• **Stored rows**

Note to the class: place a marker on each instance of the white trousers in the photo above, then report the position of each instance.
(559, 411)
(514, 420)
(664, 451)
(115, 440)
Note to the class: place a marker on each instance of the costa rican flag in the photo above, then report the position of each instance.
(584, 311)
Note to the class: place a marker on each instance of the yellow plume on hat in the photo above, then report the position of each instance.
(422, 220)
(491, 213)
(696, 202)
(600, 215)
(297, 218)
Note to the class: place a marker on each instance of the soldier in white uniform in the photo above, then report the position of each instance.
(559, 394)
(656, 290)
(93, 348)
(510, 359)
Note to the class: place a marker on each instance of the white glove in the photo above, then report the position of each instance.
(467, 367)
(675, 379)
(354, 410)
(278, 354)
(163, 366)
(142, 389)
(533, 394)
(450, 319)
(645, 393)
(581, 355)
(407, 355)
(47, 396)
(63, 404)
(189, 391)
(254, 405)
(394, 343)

• **Given request**
Repeat every one of the lines above word for word.

• **Answer for this exercise**
Note to the class: place a marker on each instance of the white trousers in the photo above, then report the position of each instance.
(559, 411)
(514, 420)
(664, 451)
(115, 440)
Note to the class: place a marker on each instance of the costa rican flag in the photo above, then report the position of each instance.
(584, 311)
Note to the class: place a marker on each instance of the yellow plume on hat in the photo above, then report the position of each instance.
(422, 220)
(491, 213)
(696, 202)
(600, 215)
(297, 218)
Note to the class: place a marker on each instance of the soldier in white uniform in the photo above, then report the position of each instance.
(559, 394)
(656, 290)
(93, 348)
(510, 359)
Note to the class: place a marker on each instance of the white glove in the photo above, then report the position of each instance.
(467, 367)
(675, 379)
(354, 410)
(278, 354)
(163, 366)
(142, 389)
(533, 394)
(450, 319)
(645, 393)
(581, 355)
(407, 355)
(47, 396)
(63, 404)
(189, 391)
(254, 405)
(394, 343)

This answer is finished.